* _TASK GOAL_: Express the material below as a JSON list of strings, one string per line and no blank lines, covering the stretch from the line containing "Mark each instance of the toilet" through the end of the material.

* _DATA SECTION_:
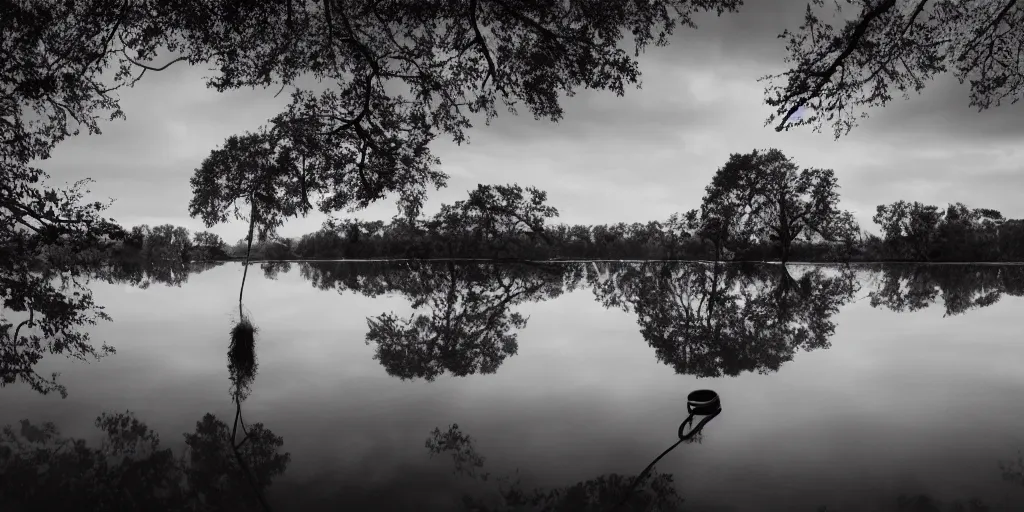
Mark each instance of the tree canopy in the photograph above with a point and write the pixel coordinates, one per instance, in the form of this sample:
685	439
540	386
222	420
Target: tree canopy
839	70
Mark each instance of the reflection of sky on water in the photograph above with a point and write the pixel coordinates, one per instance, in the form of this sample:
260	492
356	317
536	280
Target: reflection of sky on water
899	403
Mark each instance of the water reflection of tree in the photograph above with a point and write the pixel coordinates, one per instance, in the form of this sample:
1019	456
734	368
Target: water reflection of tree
464	322
601	494
142	273
910	288
129	469
53	307
723	320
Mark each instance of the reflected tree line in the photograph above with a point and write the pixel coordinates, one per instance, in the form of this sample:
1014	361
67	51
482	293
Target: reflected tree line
702	320
129	469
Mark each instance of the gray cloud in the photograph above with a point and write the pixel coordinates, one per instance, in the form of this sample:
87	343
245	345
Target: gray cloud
636	158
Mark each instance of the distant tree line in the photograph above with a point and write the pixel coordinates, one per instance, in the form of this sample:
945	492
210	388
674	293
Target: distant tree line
760	206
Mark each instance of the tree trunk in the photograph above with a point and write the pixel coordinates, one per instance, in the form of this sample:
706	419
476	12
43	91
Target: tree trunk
249	248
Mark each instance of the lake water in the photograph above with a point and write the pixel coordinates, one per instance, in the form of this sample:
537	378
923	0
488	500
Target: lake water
877	387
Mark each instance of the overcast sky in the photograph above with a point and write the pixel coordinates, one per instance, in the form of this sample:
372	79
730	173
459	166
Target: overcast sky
629	159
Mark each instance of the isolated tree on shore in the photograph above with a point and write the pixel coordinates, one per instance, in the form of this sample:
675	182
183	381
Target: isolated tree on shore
764	196
495	217
837	73
357	140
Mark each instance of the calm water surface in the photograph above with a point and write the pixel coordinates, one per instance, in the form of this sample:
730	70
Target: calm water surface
876	387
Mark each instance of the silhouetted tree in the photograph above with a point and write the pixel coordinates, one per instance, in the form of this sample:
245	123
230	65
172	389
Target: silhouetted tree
840	69
494	219
762	197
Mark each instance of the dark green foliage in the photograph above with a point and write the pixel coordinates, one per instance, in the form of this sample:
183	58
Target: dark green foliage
764	198
840	68
130	471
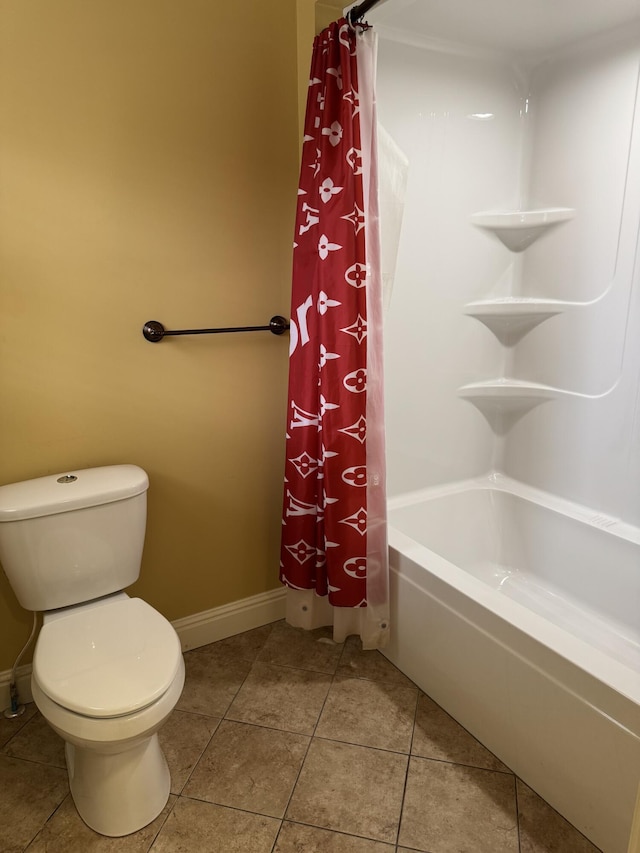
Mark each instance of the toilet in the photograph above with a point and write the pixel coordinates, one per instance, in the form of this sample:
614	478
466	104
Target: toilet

* _TASK OUTPUT_:
[
  "Mark each instance of the toilet in the photograph above with a point and write the pixel coordinates, one per instance, in the form of this sample:",
  "614\t478",
  "466\t104",
  "Target: toilet"
]